§ **SET EXERCISE 1**:
Can you edit the listing, starting with the line with "Every instance of the ceiling fan blade" and going on through the end of the listing, so that "photo" becomes "image" and nothing else changes?

§ **EXTRACT**:
»»
Ask HN: Software gigs involving small, scripting-type tasks? - normac
I love writing small, elegant programs--under 500 lines, say--that do one thing well. Scrape a website and dump the data to a CSV; take a directory full of video files and rename them based on the metadata; poll a JSON API for a retail site to check the price of an item and email someone if it decreases.<p>I like coding, but it isn&#x27;t my passion, so it&#x27;s hard to get my teeth into developing a big web app, or making small enhancements and bugfixes on someone else&#x27;s. But I always love those little projects when I get the chance to do one. There are lots of non-programming fields that involve this kind of thing (data science, devops, IT, etc.). But are there fields or sub-industries of the software world wherein it&#x27;s possible to do this kind of old-school scripting for a living?
««
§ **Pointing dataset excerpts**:
»»
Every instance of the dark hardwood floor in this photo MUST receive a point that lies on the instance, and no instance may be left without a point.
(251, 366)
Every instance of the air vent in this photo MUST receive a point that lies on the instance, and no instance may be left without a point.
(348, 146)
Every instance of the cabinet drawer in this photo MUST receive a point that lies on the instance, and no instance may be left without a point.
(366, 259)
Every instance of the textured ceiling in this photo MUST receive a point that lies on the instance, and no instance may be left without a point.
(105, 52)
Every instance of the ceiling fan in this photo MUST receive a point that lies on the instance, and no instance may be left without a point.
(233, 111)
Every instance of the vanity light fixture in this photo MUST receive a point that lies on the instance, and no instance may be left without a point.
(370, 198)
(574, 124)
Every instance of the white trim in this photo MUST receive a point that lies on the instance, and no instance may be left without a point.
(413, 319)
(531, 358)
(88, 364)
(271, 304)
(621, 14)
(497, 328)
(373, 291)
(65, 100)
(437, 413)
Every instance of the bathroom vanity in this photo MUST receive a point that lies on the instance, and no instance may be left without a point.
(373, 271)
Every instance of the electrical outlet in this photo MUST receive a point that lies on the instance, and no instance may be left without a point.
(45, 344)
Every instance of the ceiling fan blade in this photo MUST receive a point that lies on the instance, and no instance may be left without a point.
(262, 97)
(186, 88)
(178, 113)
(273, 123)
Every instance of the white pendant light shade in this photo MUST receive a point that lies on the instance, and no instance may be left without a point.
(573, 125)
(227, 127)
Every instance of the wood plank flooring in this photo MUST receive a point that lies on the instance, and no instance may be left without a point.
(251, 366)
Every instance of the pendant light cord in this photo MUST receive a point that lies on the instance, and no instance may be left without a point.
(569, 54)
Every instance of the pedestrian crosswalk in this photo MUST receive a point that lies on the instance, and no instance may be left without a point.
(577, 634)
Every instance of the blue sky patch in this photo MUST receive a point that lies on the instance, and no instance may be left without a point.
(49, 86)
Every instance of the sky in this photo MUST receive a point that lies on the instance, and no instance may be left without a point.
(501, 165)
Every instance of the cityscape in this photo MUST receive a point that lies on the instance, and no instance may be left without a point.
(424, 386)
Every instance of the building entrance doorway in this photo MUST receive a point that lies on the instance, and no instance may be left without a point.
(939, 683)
««
§ **SET EXERCISE 2**:
Would you proceed with the Ask HN post about small scripting gigs from where it stops?

§ **TASK RESULT 1**:
Every instance of the ceiling fan blade in this image MUST receive a point that lies on the instance, and no instance may be left without a point.
(262, 97)
(186, 88)
(178, 113)
(273, 123)
Every instance of the white pendant light shade in this image MUST receive a point that lies on the instance, and no instance may be left without a point.
(573, 125)
(227, 127)
Every instance of the wood plank flooring in this image MUST receive a point that lies on the instance, and no instance may be left without a point.
(251, 366)
Every instance of the pendant light cord in this image MUST receive a point that lies on the instance, and no instance may be left without a point.
(569, 54)
Every instance of the pedestrian crosswalk in this image MUST receive a point that lies on the instance, and no instance may be left without a point.
(577, 634)
Every instance of the blue sky patch in this image MUST receive a point that lies on the instance, and no instance may be left without a point.
(49, 86)
Every instance of the sky in this image MUST receive a point that lies on the instance, and no instance may be left without a point.
(501, 165)
Every instance of the cityscape in this image MUST receive a point that lies on the instance, and no instance may be left without a point.
(424, 386)
Every instance of the building entrance doorway in this image MUST receive a point that lies on the instance, and no instance may be left without a point.
(939, 683)

§ **TASK RESULT 2**:
======
steve1011
You could find applications in almost any field, given that there is work done
on a computer or have access to one regularly. As for it being a big portion
of daily work, I'd guess that most would be technically oriented, similar to
those you listed (data science, dev ops, IT)

------
04rob
Not sure why you want to so quickly discount data science, dev ops, etc. But
you could also consider many research areas in computer science that use light
scripting to prove out new algorithms and techniques. Another area is computer
security/pen testing.

------
senjindarashiva
Most of my daily work involves the type of scripting you mention, granted we
do have some bigger projects as well but we spend most of our time making
small scripts. I work for a small "analysis house" (finance sector)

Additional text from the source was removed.